Output all entries precisely.

___ Provided material

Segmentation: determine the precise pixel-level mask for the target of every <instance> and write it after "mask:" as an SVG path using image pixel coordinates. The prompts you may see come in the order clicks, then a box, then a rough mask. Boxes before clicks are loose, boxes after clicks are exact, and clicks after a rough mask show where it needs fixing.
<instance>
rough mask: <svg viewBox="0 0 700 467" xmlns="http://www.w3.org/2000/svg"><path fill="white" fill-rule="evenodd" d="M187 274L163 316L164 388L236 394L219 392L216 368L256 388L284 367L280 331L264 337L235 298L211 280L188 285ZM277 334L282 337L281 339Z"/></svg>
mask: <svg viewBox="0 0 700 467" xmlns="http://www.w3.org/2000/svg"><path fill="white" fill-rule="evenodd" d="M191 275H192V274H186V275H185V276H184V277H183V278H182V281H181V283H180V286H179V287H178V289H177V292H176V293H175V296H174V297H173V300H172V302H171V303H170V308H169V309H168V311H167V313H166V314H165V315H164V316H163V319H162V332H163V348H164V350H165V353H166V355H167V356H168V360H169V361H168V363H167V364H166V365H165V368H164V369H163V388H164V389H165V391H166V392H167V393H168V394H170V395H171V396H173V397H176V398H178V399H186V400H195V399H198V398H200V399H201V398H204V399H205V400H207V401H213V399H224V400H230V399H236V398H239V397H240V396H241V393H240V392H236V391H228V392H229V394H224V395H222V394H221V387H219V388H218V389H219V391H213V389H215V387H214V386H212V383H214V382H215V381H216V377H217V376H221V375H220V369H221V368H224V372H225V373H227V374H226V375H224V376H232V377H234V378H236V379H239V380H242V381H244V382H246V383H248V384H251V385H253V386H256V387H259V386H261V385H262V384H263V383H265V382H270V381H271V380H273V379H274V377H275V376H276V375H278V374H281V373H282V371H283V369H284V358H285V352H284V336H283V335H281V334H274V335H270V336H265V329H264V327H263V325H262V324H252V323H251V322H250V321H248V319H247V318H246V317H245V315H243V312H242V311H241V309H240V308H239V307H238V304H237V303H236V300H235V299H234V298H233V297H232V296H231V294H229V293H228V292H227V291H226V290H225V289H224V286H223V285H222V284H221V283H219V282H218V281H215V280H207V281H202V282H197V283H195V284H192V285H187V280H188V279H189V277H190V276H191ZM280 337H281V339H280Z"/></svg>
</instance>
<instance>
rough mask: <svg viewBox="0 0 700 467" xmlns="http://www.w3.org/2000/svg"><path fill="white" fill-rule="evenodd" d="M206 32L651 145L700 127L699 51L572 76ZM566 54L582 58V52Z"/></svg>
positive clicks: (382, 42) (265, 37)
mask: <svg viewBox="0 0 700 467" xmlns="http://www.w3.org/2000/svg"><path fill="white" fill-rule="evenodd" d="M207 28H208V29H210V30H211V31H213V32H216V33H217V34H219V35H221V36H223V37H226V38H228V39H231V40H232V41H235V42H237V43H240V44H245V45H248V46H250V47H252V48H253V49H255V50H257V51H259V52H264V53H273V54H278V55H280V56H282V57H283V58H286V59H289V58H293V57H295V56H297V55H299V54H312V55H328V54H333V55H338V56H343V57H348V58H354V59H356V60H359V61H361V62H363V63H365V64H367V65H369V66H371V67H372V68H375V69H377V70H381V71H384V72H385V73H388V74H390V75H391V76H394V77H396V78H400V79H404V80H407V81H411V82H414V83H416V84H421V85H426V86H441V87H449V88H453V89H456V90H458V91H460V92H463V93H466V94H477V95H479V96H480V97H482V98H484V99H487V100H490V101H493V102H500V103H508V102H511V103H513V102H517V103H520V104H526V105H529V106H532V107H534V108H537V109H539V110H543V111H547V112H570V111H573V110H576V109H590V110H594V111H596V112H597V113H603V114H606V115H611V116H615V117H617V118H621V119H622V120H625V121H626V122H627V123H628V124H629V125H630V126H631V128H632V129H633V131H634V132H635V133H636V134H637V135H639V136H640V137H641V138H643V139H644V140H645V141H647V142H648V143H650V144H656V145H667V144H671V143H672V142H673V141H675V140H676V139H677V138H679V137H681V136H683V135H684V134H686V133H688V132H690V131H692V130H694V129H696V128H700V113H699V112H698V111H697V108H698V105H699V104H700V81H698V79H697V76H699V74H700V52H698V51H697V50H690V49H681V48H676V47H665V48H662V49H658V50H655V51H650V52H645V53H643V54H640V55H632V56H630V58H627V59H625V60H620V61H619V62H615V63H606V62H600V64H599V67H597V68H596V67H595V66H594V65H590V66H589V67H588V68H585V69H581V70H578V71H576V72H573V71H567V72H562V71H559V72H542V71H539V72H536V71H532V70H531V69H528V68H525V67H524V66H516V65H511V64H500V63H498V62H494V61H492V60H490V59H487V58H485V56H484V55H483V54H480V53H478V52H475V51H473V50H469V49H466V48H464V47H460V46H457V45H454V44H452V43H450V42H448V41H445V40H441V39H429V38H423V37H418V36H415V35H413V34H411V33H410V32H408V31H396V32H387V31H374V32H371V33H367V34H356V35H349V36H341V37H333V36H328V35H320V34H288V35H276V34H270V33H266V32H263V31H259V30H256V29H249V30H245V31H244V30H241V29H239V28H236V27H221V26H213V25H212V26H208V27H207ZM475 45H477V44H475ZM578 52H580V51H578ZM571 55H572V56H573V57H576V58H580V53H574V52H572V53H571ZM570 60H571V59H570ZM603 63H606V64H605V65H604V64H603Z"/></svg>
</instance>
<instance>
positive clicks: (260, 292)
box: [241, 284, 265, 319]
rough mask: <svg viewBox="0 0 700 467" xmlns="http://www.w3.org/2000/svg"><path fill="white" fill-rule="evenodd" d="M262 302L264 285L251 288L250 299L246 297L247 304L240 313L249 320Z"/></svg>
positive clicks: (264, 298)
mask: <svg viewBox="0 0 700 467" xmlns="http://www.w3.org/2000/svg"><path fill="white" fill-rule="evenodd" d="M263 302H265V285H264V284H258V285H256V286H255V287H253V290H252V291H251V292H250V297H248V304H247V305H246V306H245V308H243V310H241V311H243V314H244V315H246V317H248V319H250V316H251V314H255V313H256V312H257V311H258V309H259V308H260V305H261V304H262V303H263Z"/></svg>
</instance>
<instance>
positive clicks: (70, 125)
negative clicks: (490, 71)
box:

______

* _Exercise answer_
Segmentation: determine the precise pixel-level mask for the target of every <instance> and write it after "mask:" as an SVG path using image pixel coordinates. The prompts you may see come in the order clicks, then a box, then a rough mask. Boxes before clicks are loose, boxes after clicks are exact, and clicks after a rough mask show where it needs fixing.
<instance>
rough mask: <svg viewBox="0 0 700 467" xmlns="http://www.w3.org/2000/svg"><path fill="white" fill-rule="evenodd" d="M187 274L163 316L164 388L236 394L219 392L216 368L256 388L284 367L280 331L264 337L235 298L211 280L188 285ZM277 334L282 337L281 339Z"/></svg>
mask: <svg viewBox="0 0 700 467" xmlns="http://www.w3.org/2000/svg"><path fill="white" fill-rule="evenodd" d="M191 275H192V274H186V275H185V276H184V277H183V278H182V281H181V283H180V286H179V287H178V289H177V292H176V293H175V296H174V297H173V300H172V302H171V303H170V308H169V309H168V311H167V313H166V314H165V315H164V316H163V319H162V332H163V348H164V350H165V353H166V355H167V356H168V360H169V361H168V363H167V364H166V365H165V368H164V369H163V388H164V389H165V391H166V392H167V393H168V394H170V395H171V396H173V397H176V398H178V399H186V400H195V399H198V398H200V399H201V398H204V399H205V400H207V401H213V399H224V400H230V399H236V398H239V397H240V396H241V393H240V392H236V391H228V392H229V394H224V395H222V394H221V387H219V388H218V389H219V391H213V389H215V387H214V386H212V383H214V382H215V381H216V377H217V376H221V375H220V369H221V368H224V372H225V373H227V374H226V375H224V376H232V377H234V378H236V379H239V380H242V381H244V382H246V383H248V384H251V385H253V386H256V387H259V386H261V385H262V384H263V383H265V382H270V381H271V380H273V379H274V377H275V376H276V375H278V374H281V373H282V371H283V369H284V358H285V352H284V336H283V335H281V334H274V335H270V336H265V329H264V327H263V325H262V324H252V323H251V322H250V321H248V319H247V318H246V317H245V315H243V312H242V311H241V309H240V308H239V307H238V304H237V303H236V300H235V299H234V298H233V297H232V296H231V294H229V293H228V292H227V291H226V290H225V289H224V286H223V285H222V284H221V283H219V282H218V281H215V280H207V281H202V282H197V283H195V284H192V285H187V280H188V279H189V277H190V276H191ZM280 337H281V339H280Z"/></svg>
</instance>
<instance>
rough mask: <svg viewBox="0 0 700 467" xmlns="http://www.w3.org/2000/svg"><path fill="white" fill-rule="evenodd" d="M206 32L651 145L700 127L699 51L572 76ZM566 54L582 58V52Z"/></svg>
positive clicks: (382, 42) (265, 37)
mask: <svg viewBox="0 0 700 467" xmlns="http://www.w3.org/2000/svg"><path fill="white" fill-rule="evenodd" d="M207 28H208V29H210V30H211V31H213V32H216V33H217V34H219V35H221V36H223V37H226V38H228V39H231V40H232V41H235V42H237V43H240V44H245V45H248V46H250V47H252V48H253V49H255V50H257V51H259V52H264V53H273V54H278V55H280V56H282V57H283V58H286V59H289V58H293V57H295V56H297V55H299V54H312V55H328V54H333V55H338V56H343V57H348V58H354V59H356V60H359V61H361V62H363V63H365V64H367V65H369V66H371V67H372V68H375V69H377V70H381V71H384V72H385V73H388V74H390V75H391V76H394V77H396V78H400V79H404V80H407V81H411V82H414V83H416V84H421V85H426V86H441V87H449V88H453V89H456V90H458V91H460V92H463V93H466V94H477V95H479V96H480V97H482V98H484V99H487V100H490V101H493V102H500V103H508V102H511V103H513V102H517V103H520V104H526V105H529V106H532V107H534V108H537V109H539V110H543V111H547V112H570V111H573V110H576V109H590V110H594V111H596V112H597V113H603V114H606V115H611V116H615V117H617V118H621V119H622V120H625V121H626V122H627V123H628V124H629V125H630V126H631V128H632V129H633V131H634V132H635V133H636V134H637V135H639V136H640V137H641V138H643V139H644V140H645V141H647V142H648V143H650V144H656V145H667V144H671V143H672V142H673V141H675V140H676V139H677V138H679V137H681V136H683V135H684V134H686V133H688V132H690V131H692V130H694V129H696V128H700V113H699V112H698V111H697V108H698V105H699V104H700V81H698V79H697V76H699V74H700V52H698V51H697V50H690V49H681V48H676V47H665V48H662V49H658V50H655V51H650V52H645V53H643V54H640V55H632V56H630V58H627V59H625V60H620V61H619V62H615V63H606V62H600V64H599V67H597V68H596V67H595V66H594V65H590V66H589V67H588V68H585V69H581V70H578V71H576V72H573V71H567V72H562V71H559V72H542V71H539V72H536V71H532V70H531V69H528V68H525V67H524V66H516V65H511V64H500V63H498V62H494V61H492V60H490V59H487V58H485V56H484V55H483V54H480V53H478V52H475V51H473V50H469V49H466V48H464V47H460V46H457V45H454V44H452V43H450V42H448V41H445V40H441V39H429V38H423V37H418V36H415V35H413V34H411V33H410V32H408V31H396V32H387V31H374V32H371V33H367V34H356V35H349V36H341V37H333V36H328V35H320V34H288V35H276V34H270V33H266V32H263V31H259V30H256V29H249V30H245V31H244V30H241V29H239V28H236V27H221V26H213V25H212V26H208V27H207ZM475 45H477V44H475ZM578 52H580V51H578ZM571 55H572V56H573V57H576V58H580V53H574V52H572V53H571ZM570 60H571V59H570ZM603 63H606V64H605V65H604V64H603Z"/></svg>
</instance>
<instance>
positive clicks: (260, 292)
box: [241, 284, 265, 319]
rough mask: <svg viewBox="0 0 700 467" xmlns="http://www.w3.org/2000/svg"><path fill="white" fill-rule="evenodd" d="M262 302L264 285L251 288L250 299L246 297L247 304L240 313L249 320Z"/></svg>
positive clicks: (264, 298)
mask: <svg viewBox="0 0 700 467" xmlns="http://www.w3.org/2000/svg"><path fill="white" fill-rule="evenodd" d="M263 302H265V285H264V284H258V285H256V286H255V287H253V290H252V291H251V292H250V297H248V304H247V305H246V306H245V308H243V310H241V311H243V314H244V315H246V317H248V319H250V316H251V314H255V313H256V312H257V311H258V309H259V308H260V305H261V304H262V303H263Z"/></svg>
</instance>
<instance>
positive clicks: (70, 125)
negative clicks: (490, 71)
box:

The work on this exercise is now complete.